> TEXT:
========================================================================

Jury Finds ‘Northern Exposure’ Concept Lifted From Other Writer
LOS ANGELES (AP) _ The concept for ″Northern Exposure″ was lifted from a screenwriter and the show’s distributor must pay him $7.3 million in damages, a Superior Court jury ruled Monday.
The jury found that MCA Inc. and its Universal City Studios unfairly helped develop writer Sandy Veith’s 1981 script ″Coletta″ into what eventually became the CBS hit drama series ″Northern Exposure,″ which debuted in July 1990.
Both ″Coletta″ and ″Northern Exposure,″ are about a New York doctor whose medical school tuition is paid for by another party.
In ″Coletta,″ it is the residents of a small town. In ″Northern Exposure″ it is the state of Alaska. In both scripts, the doctor travels to a new location far outside the big city to pay off the debt and encounters various eccentric characters. The lawsuit didn’t specify where Coletta would be located.
Veith’s lawyers contended that the story line of their client’s screenplay was ″virtually identical″ to the story line of ″Northern Exposure.″
Veith wrote the ″Coletta″ script while under contract at Universal. Several networks expressed interest in the project, but it was not produced, the lawsuit said.
The jury was convinced that Universal executives familiar with the concept conveyed its ideas to Joshua Brand and John Falsey around 1988 while the Emmy Award-winning writing pair were under contract at Universal, said Glen Kulik, an attorney for Veith.

========================================================================

> EXTRACTED RECORDS:

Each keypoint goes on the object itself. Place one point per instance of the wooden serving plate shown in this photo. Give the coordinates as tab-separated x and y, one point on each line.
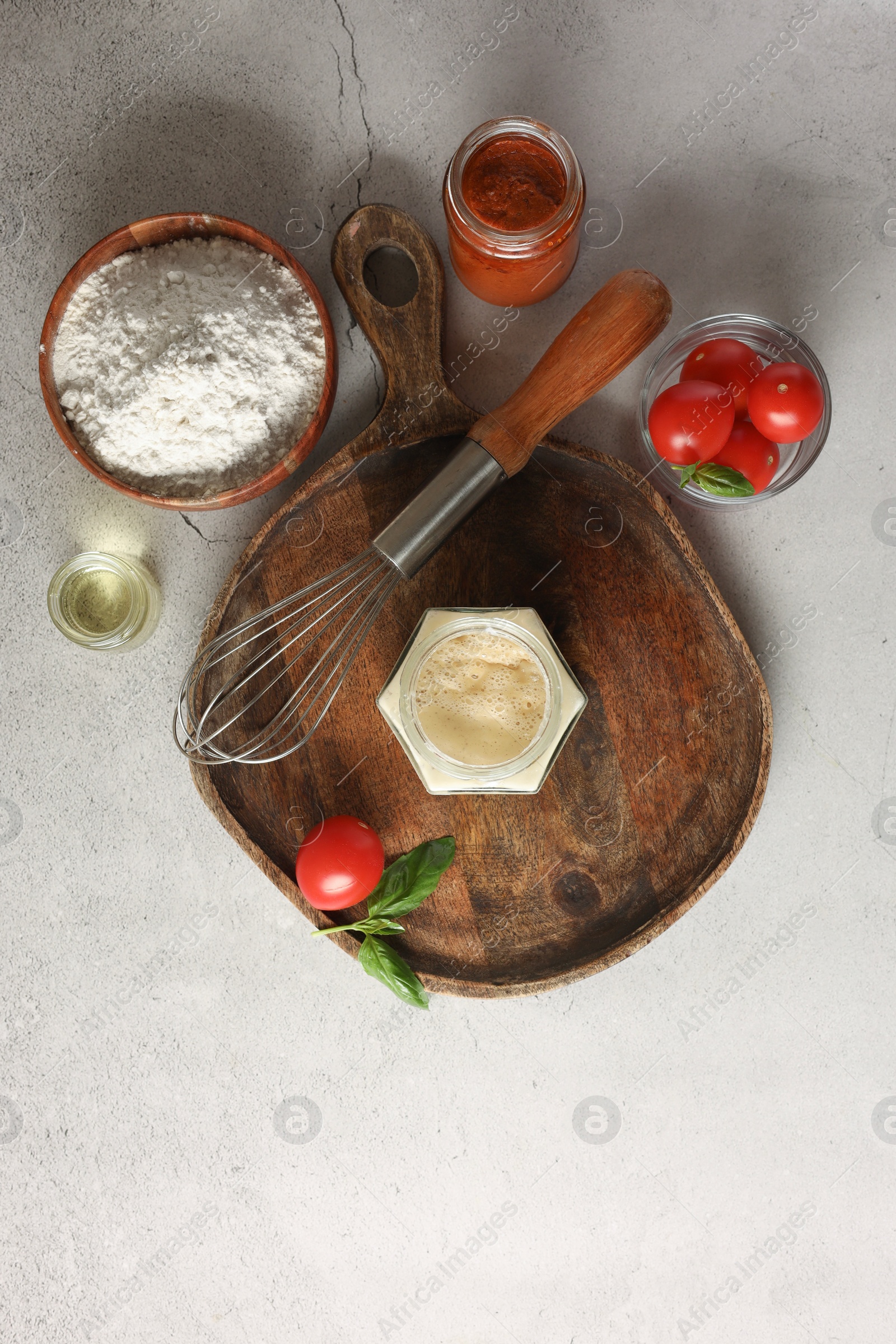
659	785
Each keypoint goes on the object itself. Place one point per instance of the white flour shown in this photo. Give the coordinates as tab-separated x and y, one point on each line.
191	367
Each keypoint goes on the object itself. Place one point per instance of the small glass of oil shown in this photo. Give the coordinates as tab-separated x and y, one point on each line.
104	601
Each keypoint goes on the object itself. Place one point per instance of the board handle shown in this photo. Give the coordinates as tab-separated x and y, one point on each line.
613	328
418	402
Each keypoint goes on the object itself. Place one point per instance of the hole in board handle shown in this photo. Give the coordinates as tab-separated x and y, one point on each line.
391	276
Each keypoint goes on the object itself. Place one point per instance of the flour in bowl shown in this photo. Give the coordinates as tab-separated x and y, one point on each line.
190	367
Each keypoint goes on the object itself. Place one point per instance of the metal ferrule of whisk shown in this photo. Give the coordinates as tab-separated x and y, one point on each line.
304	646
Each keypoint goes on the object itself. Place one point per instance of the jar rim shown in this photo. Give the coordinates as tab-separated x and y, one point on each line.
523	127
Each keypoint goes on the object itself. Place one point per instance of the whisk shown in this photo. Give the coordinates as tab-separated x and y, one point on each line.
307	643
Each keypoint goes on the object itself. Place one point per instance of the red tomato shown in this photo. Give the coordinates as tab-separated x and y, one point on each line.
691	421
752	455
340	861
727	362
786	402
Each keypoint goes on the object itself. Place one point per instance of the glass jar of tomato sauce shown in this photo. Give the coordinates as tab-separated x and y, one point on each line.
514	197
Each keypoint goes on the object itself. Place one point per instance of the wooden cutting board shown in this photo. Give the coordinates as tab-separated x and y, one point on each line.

========================================================================

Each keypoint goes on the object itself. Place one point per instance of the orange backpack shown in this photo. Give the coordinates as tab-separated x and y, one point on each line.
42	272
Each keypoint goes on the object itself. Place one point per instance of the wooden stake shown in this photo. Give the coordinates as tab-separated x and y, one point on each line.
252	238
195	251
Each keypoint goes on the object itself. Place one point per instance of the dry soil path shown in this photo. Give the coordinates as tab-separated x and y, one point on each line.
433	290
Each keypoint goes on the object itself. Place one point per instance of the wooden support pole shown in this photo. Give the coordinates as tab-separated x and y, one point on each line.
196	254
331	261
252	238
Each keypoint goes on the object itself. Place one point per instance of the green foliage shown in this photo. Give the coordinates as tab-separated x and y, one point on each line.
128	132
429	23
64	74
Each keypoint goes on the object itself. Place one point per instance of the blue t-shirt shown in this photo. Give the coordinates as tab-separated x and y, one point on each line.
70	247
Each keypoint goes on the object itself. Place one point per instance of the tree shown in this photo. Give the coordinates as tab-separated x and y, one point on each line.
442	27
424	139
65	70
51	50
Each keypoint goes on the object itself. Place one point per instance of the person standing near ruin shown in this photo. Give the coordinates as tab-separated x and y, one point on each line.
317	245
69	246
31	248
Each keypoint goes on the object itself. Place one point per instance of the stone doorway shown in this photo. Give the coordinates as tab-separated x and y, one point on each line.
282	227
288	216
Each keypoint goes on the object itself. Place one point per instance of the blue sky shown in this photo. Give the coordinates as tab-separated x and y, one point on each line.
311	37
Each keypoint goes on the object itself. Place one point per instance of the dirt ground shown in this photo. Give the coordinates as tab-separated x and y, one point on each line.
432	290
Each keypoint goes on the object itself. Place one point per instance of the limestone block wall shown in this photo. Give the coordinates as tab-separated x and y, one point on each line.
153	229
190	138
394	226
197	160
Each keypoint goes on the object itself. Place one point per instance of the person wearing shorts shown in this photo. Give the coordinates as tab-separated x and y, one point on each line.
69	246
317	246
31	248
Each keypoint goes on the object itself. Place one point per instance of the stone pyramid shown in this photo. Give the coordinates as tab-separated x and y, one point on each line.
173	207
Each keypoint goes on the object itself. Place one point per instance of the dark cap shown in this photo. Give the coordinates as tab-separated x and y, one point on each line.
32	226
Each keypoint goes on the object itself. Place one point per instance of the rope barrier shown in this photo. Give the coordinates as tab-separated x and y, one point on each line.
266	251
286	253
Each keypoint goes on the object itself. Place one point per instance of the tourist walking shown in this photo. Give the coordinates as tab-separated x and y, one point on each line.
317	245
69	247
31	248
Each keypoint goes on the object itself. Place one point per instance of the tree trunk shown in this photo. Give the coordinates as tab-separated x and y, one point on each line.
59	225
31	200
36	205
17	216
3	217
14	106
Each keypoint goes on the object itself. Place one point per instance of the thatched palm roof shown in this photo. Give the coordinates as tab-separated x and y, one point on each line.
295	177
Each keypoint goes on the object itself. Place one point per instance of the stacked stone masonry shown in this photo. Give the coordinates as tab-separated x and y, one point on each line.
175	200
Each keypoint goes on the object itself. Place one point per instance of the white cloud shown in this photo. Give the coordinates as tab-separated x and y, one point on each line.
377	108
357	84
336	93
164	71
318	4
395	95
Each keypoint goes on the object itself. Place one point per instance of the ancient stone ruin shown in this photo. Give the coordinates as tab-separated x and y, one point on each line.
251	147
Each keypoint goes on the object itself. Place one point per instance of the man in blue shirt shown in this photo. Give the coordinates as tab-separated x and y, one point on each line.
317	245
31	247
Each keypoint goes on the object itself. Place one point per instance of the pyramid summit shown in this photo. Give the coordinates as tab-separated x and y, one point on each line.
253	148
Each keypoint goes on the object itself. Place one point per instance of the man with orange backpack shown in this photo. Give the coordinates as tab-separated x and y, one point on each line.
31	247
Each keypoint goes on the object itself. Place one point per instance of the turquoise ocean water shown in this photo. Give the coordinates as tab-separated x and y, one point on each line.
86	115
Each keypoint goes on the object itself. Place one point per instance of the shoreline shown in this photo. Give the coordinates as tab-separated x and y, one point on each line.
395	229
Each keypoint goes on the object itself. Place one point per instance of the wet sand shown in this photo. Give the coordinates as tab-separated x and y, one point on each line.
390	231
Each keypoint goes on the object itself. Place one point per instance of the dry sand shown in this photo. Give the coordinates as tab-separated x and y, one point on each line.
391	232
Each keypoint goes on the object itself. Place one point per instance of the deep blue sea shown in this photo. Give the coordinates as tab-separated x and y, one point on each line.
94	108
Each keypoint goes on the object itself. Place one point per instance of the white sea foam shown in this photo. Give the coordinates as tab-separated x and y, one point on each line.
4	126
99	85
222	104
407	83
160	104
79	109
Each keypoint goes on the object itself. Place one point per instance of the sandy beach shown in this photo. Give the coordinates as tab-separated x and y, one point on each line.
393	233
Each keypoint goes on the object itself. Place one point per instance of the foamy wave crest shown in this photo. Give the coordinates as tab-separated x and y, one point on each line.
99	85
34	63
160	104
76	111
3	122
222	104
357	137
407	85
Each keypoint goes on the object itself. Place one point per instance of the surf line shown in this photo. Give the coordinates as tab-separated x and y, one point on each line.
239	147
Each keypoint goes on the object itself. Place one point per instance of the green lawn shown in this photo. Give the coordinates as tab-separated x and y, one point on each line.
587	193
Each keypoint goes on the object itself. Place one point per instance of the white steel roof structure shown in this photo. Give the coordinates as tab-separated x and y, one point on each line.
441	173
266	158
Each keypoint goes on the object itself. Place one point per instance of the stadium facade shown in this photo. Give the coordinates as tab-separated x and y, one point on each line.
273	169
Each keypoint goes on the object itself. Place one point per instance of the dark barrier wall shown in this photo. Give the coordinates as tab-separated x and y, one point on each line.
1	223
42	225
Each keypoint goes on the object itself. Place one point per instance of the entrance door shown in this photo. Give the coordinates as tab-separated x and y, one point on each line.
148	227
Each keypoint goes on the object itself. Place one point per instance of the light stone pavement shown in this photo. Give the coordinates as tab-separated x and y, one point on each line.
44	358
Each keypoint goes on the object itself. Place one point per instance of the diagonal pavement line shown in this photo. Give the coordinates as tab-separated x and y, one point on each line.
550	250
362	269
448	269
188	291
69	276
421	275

========================================================================

> TASK INSTRUCTIONS:
1. From the news story about the "Northern Exposure" lawsuit, write out the passage starting at "Veith’s lawyers contended" and ending at "the lawsuit said.".
2. In the news story about the "Northern Exposure" lawsuit, what year did Sandy Veith write the "Coletta" script?
3. Pick up the news story about the "Northern Exposure" lawsuit after its last sentence and keep writing it.

> ANSWERS BY ITEM:
1.
Veith’s lawyers contended that the story line of their client’s screenplay was ″virtually identical″ to the story line of ″Northern Exposure.″
Veith wrote the ″Coletta″ script while under contract at Universal. Several networks expressed interest in the project, but it was not produced, the lawsuit said.

2. 1981

3.
Brand and Falsey, whose credits include ″I’ll Fly Away″ and ″St. Elsewhere,″ soon after created ″Northern Exposure.″
Louis Petrich, an attorney for MCA and Universal, said Brand and Falsey developed ″Northern Exposure″ independently, and based it in part on the real-life experiences of a friend of theirs.
He said the similarities between the stories were ″sheer coincidence.″
An appeal was being considered, Petrich said.
The large jury award includes compensation owed Veith for the show and a monetary calculation of how his career would have benefited from being associated with its creation. Veith’s professional credits include ″The Jeffersons,″ ″Good Times″ and ″Love, Sidney.″
Brand and Falsey, credited as the creators of ″Northern Exposure,″ were not named as defendants in the breach of contract lawsuit because Veith did not have an agreement with them, Kulik said.